- _EXERCISE OBJECTIVE_:
Only the lines from the line containing "the white metal" to the end of the entries, both included, belong in your answer, and each must match exactly.

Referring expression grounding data
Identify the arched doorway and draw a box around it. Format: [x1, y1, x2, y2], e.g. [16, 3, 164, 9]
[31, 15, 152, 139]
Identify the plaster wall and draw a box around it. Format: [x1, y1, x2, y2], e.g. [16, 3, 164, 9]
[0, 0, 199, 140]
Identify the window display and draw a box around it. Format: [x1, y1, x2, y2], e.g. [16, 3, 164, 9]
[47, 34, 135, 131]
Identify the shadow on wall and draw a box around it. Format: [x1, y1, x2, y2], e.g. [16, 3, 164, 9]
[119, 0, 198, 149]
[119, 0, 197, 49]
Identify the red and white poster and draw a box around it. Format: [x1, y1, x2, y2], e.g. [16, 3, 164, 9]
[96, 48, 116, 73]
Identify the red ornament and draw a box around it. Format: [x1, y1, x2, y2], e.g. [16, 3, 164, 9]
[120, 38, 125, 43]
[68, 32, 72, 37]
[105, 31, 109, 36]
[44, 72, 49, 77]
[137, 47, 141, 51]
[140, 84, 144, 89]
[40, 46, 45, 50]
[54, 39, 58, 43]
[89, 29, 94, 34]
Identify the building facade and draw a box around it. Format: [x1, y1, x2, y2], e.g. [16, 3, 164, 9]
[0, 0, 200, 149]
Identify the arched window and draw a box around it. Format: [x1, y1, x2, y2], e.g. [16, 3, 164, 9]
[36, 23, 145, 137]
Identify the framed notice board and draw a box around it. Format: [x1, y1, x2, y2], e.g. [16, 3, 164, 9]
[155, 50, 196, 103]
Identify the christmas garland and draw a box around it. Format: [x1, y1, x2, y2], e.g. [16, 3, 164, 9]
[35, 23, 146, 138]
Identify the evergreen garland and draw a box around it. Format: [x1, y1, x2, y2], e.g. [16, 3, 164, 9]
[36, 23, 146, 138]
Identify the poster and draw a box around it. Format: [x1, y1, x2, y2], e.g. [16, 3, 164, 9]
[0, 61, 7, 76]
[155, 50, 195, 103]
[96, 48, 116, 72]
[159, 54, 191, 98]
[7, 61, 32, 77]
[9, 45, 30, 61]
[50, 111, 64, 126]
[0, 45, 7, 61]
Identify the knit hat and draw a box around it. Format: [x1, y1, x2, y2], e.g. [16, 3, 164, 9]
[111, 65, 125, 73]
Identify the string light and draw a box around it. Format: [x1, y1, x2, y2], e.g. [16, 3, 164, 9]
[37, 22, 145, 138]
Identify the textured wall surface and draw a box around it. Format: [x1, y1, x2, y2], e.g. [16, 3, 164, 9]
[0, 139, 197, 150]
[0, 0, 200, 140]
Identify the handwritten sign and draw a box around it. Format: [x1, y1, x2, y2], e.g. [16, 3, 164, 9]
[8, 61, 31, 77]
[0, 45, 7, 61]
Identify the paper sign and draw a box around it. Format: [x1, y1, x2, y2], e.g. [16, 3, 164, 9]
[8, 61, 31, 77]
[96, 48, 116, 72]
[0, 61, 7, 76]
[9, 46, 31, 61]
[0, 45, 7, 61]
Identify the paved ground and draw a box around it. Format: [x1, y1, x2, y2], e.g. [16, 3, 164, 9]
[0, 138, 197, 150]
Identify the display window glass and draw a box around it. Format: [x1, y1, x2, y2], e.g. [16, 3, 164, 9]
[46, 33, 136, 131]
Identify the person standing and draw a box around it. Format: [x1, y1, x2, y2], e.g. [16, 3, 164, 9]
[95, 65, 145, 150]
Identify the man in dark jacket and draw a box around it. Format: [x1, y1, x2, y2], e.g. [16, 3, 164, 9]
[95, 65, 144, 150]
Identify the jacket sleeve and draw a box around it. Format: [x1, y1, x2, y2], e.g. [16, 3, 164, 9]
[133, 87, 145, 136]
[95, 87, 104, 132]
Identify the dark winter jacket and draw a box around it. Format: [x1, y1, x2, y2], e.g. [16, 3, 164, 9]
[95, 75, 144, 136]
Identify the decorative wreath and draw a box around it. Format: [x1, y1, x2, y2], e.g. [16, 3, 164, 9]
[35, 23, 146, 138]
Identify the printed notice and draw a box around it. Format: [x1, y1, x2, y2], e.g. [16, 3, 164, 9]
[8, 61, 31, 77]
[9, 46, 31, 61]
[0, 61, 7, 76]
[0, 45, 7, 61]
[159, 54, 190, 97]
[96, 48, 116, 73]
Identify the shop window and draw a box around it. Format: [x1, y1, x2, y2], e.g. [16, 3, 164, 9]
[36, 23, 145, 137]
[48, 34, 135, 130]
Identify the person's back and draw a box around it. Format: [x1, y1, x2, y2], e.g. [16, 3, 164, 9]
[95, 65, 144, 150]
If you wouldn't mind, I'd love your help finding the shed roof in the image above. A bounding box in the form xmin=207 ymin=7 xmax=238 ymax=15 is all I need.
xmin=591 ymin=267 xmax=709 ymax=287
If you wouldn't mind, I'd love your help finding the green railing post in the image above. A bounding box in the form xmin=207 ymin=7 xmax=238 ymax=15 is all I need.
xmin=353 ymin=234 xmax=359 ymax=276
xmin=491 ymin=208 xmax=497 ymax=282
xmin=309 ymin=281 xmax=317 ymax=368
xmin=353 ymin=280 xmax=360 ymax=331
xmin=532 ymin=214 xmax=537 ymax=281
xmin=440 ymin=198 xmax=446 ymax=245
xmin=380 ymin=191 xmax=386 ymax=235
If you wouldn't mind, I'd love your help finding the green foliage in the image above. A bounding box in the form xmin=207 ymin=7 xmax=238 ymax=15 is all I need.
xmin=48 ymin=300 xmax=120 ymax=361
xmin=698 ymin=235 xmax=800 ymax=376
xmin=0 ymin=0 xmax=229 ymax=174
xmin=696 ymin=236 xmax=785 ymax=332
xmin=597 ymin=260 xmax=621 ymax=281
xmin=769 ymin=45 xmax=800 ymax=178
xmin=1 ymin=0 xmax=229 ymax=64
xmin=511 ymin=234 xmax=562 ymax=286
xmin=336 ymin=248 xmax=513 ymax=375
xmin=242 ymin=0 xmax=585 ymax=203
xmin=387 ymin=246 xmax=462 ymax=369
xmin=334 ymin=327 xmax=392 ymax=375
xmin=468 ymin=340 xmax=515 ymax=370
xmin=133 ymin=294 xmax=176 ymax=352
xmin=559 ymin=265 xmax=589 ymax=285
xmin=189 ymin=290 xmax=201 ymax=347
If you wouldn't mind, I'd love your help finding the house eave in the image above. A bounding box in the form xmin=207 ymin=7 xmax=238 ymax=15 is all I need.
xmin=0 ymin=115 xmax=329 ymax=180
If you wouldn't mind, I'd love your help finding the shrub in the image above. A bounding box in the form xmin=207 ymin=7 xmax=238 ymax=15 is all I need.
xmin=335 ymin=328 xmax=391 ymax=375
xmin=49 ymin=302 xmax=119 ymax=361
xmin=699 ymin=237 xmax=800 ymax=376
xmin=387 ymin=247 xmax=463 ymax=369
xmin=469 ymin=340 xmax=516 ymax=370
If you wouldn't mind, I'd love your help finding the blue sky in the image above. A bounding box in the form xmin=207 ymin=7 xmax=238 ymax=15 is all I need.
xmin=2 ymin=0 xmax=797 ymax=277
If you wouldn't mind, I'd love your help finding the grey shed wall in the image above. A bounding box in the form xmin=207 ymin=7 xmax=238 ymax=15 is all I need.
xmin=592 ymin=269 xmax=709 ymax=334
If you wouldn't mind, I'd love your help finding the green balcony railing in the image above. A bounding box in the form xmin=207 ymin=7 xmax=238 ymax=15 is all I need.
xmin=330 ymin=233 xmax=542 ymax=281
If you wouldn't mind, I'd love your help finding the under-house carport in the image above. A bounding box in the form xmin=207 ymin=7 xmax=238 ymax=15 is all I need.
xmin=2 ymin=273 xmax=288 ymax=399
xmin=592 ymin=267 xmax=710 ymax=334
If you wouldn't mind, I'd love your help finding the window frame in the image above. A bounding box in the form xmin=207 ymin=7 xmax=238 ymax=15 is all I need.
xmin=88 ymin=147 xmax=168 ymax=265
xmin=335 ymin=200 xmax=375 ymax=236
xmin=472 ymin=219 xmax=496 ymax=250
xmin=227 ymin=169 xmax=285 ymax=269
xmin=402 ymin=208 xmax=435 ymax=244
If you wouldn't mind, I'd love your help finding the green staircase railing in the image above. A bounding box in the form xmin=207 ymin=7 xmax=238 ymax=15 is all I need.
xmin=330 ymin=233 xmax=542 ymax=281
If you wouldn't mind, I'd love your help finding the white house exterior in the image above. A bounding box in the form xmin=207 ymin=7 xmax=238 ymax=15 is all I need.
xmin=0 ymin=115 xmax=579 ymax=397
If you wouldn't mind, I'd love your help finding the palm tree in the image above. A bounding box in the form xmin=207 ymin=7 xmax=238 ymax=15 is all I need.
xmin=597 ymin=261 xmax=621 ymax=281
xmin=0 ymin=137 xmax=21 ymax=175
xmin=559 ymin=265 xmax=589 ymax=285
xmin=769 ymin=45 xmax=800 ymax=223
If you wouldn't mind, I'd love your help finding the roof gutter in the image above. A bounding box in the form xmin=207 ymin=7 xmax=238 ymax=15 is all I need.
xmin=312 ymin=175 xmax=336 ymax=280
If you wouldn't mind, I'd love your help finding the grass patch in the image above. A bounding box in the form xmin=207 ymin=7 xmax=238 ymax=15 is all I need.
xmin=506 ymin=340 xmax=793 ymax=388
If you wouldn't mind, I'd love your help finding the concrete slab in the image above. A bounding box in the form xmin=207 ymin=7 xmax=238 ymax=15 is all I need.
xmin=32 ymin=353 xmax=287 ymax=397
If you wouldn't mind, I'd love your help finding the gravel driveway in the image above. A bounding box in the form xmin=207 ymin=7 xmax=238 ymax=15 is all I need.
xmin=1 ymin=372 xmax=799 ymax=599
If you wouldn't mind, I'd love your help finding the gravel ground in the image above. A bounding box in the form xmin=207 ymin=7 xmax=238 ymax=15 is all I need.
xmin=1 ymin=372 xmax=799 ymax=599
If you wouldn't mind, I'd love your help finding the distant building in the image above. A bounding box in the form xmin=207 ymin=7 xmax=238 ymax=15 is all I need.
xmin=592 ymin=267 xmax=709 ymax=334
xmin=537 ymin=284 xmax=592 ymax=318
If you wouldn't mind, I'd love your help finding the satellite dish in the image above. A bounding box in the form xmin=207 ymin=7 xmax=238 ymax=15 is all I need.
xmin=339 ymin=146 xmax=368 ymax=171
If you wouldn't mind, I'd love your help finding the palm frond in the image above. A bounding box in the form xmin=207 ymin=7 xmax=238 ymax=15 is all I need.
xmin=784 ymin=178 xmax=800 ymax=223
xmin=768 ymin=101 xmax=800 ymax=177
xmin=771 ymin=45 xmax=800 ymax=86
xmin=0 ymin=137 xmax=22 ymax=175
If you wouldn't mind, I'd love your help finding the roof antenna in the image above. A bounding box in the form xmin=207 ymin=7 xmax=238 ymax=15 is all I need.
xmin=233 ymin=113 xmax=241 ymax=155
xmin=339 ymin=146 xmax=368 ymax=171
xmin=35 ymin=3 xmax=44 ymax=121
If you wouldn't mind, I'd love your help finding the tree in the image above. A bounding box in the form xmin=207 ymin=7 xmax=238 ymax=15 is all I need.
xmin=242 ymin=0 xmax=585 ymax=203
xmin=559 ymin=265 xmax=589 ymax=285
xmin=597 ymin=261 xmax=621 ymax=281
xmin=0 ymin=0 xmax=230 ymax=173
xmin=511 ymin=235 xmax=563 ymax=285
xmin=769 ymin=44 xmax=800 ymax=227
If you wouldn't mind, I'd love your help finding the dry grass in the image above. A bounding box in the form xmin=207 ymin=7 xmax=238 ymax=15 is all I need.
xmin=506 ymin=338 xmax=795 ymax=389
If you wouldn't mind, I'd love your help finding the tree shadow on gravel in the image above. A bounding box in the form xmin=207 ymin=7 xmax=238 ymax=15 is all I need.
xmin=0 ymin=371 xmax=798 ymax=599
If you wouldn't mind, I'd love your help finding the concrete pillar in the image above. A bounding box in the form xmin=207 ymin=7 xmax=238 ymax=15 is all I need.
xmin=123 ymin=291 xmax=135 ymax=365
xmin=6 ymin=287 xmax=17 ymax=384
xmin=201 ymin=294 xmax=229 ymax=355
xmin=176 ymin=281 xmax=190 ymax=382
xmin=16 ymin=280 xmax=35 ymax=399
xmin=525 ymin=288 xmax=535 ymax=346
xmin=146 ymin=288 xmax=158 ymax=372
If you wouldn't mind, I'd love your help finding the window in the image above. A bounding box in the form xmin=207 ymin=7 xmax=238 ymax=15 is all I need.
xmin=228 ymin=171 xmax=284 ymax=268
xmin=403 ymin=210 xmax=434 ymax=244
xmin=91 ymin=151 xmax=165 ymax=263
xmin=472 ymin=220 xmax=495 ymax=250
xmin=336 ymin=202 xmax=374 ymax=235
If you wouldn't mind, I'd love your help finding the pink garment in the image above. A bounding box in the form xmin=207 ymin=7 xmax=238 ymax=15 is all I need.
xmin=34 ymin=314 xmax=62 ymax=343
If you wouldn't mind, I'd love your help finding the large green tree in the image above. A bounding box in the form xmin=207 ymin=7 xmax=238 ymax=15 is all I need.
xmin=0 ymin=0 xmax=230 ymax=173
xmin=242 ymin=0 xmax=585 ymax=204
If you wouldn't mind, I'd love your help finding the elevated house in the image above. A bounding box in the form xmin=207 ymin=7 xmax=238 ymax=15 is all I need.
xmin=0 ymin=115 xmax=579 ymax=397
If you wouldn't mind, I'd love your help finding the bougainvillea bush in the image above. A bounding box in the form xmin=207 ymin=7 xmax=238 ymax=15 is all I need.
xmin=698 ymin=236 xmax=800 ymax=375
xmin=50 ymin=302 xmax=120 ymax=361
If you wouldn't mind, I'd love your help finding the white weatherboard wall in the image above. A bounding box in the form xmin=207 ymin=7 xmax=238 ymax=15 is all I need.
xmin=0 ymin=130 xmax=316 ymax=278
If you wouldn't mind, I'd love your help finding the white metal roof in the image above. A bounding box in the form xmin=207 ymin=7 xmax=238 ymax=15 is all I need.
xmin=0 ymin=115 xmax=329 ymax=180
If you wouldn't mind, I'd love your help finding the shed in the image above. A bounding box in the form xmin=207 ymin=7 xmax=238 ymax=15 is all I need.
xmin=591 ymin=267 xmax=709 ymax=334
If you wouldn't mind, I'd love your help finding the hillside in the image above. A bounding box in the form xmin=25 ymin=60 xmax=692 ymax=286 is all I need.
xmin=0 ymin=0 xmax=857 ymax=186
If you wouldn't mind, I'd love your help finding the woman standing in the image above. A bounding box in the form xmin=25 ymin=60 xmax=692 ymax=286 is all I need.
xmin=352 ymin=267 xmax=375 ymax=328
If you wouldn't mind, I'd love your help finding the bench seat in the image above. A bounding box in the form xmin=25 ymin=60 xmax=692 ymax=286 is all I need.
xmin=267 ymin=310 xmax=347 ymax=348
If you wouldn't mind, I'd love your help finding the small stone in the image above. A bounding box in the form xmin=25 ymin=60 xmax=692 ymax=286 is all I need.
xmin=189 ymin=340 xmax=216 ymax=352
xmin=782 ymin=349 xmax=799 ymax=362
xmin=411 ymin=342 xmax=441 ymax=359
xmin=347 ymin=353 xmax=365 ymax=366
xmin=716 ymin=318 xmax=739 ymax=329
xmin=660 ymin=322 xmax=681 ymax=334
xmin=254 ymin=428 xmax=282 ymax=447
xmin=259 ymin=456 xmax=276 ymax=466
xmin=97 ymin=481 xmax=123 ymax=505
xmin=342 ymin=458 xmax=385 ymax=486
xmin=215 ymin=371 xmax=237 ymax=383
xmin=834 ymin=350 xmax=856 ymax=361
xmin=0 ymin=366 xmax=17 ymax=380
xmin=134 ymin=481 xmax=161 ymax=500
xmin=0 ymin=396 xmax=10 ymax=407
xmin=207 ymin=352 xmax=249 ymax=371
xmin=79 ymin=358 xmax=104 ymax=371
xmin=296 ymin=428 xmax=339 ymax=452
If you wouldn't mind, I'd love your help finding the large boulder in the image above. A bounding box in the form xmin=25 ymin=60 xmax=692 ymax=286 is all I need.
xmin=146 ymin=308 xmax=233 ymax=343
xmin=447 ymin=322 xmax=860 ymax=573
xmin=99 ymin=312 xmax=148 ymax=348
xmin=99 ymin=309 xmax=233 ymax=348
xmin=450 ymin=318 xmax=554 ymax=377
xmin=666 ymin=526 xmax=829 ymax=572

- _RESPONSE TO THE EXERCISE_:
If you wouldn't mind, I'd love your help finding the white metal roof in the image above. A bounding box in the form xmin=207 ymin=7 xmax=238 ymax=15 is all I need.
xmin=0 ymin=115 xmax=329 ymax=180
If you wouldn't mind, I'd love your help finding the shed in the image above. A bounding box in the form xmin=207 ymin=7 xmax=238 ymax=15 is all I need.
xmin=591 ymin=267 xmax=709 ymax=334
If you wouldn't mind, I'd love your help finding the hillside in the image above. A bounding box in the form xmin=25 ymin=60 xmax=692 ymax=286 is all I need.
xmin=0 ymin=0 xmax=857 ymax=186
If you wouldn't mind, I'd love your help finding the woman standing in the image above. A bounding box in the form xmin=25 ymin=60 xmax=692 ymax=286 is all I need.
xmin=352 ymin=267 xmax=375 ymax=328
If you wouldn't mind, I'd love your help finding the bench seat in the image above. A bounding box in the form xmin=25 ymin=60 xmax=692 ymax=286 is all I need.
xmin=267 ymin=310 xmax=347 ymax=348
If you wouldn't mind, I'd love your help finding the small stone in the image above. A bounding box in the form xmin=25 ymin=60 xmax=692 ymax=286 is all I need.
xmin=189 ymin=340 xmax=216 ymax=352
xmin=782 ymin=349 xmax=799 ymax=362
xmin=411 ymin=342 xmax=441 ymax=359
xmin=347 ymin=353 xmax=365 ymax=366
xmin=716 ymin=318 xmax=739 ymax=329
xmin=660 ymin=322 xmax=681 ymax=334
xmin=254 ymin=428 xmax=282 ymax=447
xmin=259 ymin=456 xmax=276 ymax=466
xmin=97 ymin=481 xmax=123 ymax=505
xmin=342 ymin=458 xmax=385 ymax=486
xmin=215 ymin=371 xmax=237 ymax=383
xmin=834 ymin=350 xmax=856 ymax=361
xmin=0 ymin=366 xmax=17 ymax=380
xmin=134 ymin=481 xmax=161 ymax=500
xmin=0 ymin=396 xmax=10 ymax=407
xmin=207 ymin=352 xmax=249 ymax=371
xmin=79 ymin=358 xmax=104 ymax=371
xmin=296 ymin=428 xmax=339 ymax=452
If you wouldn't mind, I'd love your help finding the large boulder in the image above. A bounding box in the form xmin=25 ymin=60 xmax=692 ymax=286 is all I need.
xmin=146 ymin=308 xmax=233 ymax=343
xmin=447 ymin=322 xmax=860 ymax=573
xmin=99 ymin=312 xmax=148 ymax=348
xmin=99 ymin=309 xmax=233 ymax=348
xmin=450 ymin=318 xmax=554 ymax=377
xmin=666 ymin=526 xmax=829 ymax=572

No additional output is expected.